TASK REQUIREMENTS: For the entries below, the expected answer is the line with "column 93, row 206", the line with "column 461, row 846", and every line between them, exactly as written, and nothing more.

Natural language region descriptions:
******
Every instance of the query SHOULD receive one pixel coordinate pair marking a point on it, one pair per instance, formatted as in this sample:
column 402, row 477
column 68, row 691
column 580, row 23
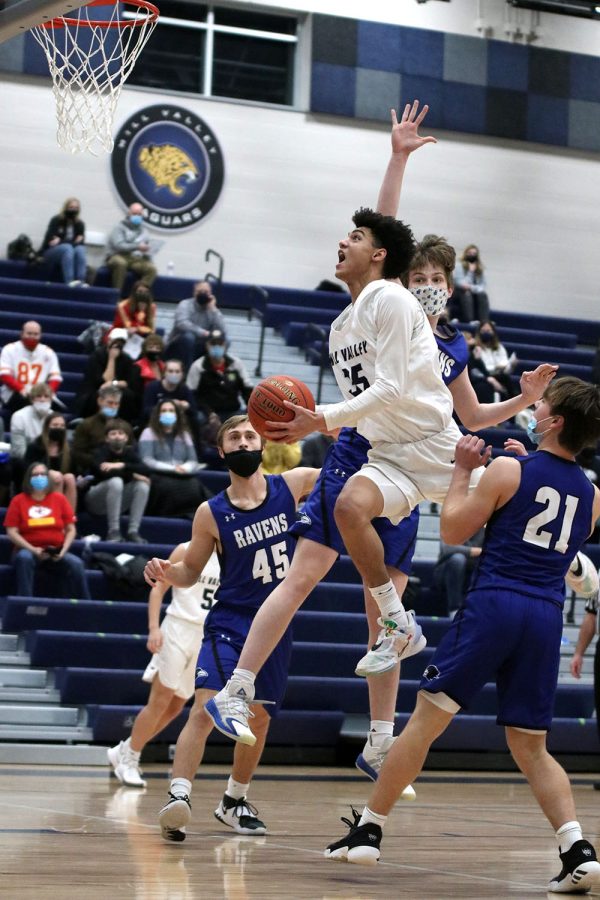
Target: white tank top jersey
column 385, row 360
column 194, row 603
******
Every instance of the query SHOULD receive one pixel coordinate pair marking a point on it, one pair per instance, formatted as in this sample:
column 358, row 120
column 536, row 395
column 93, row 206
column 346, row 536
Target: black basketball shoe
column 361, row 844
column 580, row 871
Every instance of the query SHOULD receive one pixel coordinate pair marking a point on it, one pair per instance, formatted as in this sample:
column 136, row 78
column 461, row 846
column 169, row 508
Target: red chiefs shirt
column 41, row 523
******
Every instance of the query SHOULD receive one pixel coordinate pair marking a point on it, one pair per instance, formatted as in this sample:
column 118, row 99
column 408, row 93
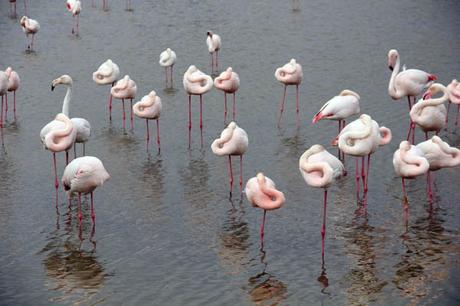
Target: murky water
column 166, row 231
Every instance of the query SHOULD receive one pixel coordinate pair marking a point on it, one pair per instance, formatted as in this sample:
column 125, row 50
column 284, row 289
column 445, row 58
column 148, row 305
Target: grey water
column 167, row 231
******
REPLY:
column 93, row 206
column 346, row 536
Target: black basketball shoe
column 361, row 844
column 580, row 871
Every instance of the query SHOULD receive one pixel coordinate pair marking a point on it, one pair per instance, formatted as in this sample:
column 136, row 78
column 461, row 846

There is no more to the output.